Required task:
Every entry must be repeated exactly. Exclude all pictures.

Source records
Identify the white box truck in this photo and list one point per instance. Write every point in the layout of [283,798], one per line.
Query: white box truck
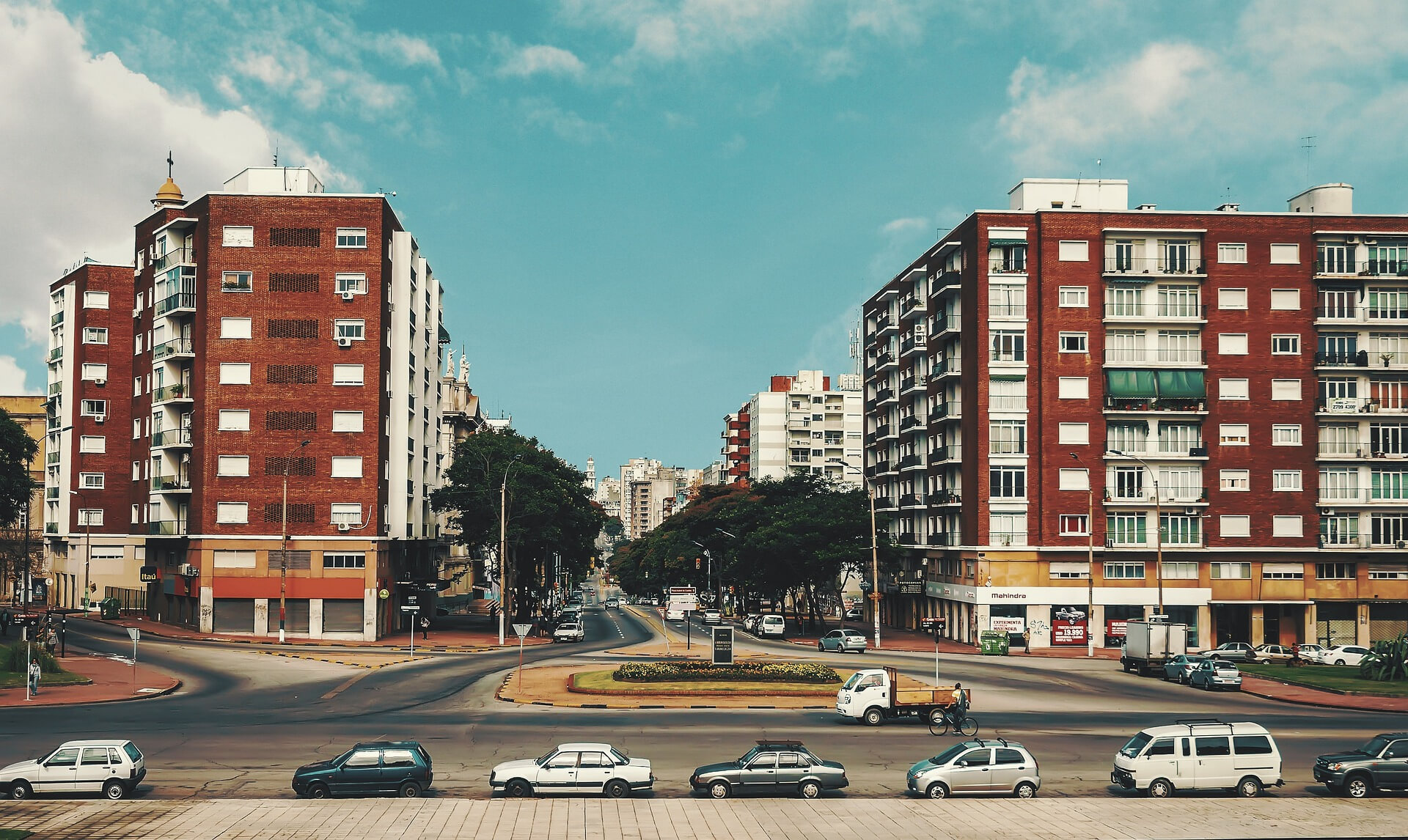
[1149,645]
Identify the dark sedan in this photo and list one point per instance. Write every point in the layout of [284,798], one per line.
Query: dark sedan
[373,767]
[772,769]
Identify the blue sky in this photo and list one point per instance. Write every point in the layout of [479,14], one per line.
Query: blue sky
[644,209]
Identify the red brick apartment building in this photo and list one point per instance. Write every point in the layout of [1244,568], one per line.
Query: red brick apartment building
[1063,393]
[268,332]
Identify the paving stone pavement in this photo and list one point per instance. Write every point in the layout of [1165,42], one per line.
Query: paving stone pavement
[705,819]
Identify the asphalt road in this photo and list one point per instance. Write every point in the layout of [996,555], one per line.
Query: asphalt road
[244,721]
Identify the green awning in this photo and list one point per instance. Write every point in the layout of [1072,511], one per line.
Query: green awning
[1131,383]
[1181,383]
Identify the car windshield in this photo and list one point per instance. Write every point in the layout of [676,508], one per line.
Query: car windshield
[1135,745]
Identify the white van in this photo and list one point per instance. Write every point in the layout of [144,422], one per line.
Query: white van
[1200,754]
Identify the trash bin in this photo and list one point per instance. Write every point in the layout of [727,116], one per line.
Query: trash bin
[993,644]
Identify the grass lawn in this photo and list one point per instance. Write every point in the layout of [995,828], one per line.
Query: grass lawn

Solution for this exercise:
Identify the white box truck in this photo and list one point per instance. Write every point in the layout of [283,798], one per line.
Query: white box truck
[1149,645]
Identify the dark sedan in this photo and list one point per instance. Write every point in the layout of [284,798], one per line.
Query: dark sedan
[373,767]
[772,769]
Identify the blue sky in this photo and list one point per instance. Write every point in the layout of [479,14], one per line.
Query: blue sky
[644,209]
Identify the red brick apartment building in this photo and list one point per instance. Write every point in the layout of [1244,568], one per line.
Query: red brick apartment building
[1063,393]
[268,332]
Identify the paving stone pavement in this photo and list one point per instance. Write every point in the layout of [1165,42], one per line.
Query: paving stone pavement
[705,819]
Identify the asphalt road in this photo and list one point per instance. Write every point in the layout of [996,555], one per line.
Query: asphalt road
[244,721]
Identify the green awning in this photo and list one point per instance. Write every point in the layout of [1072,511], one per line.
Query: green awning
[1131,383]
[1181,383]
Identify the car windshield in this photo and list one point per instance. Write every point in the layout of [676,508], one per line.
Query: car windshield
[1135,745]
Identify the white van in this photo and list one point per instance. Write every point in the layout of [144,422], one per line.
Query: white van
[1200,754]
Identify the trash bin in this photo and list one point per instance. Write every point in the layout of [727,116], one per line.
Query: trash bin
[993,644]
Identify the grass lawn in this photo and list one point per instance. Write every point in the layout of [995,828], one per line.
Query: grass lawn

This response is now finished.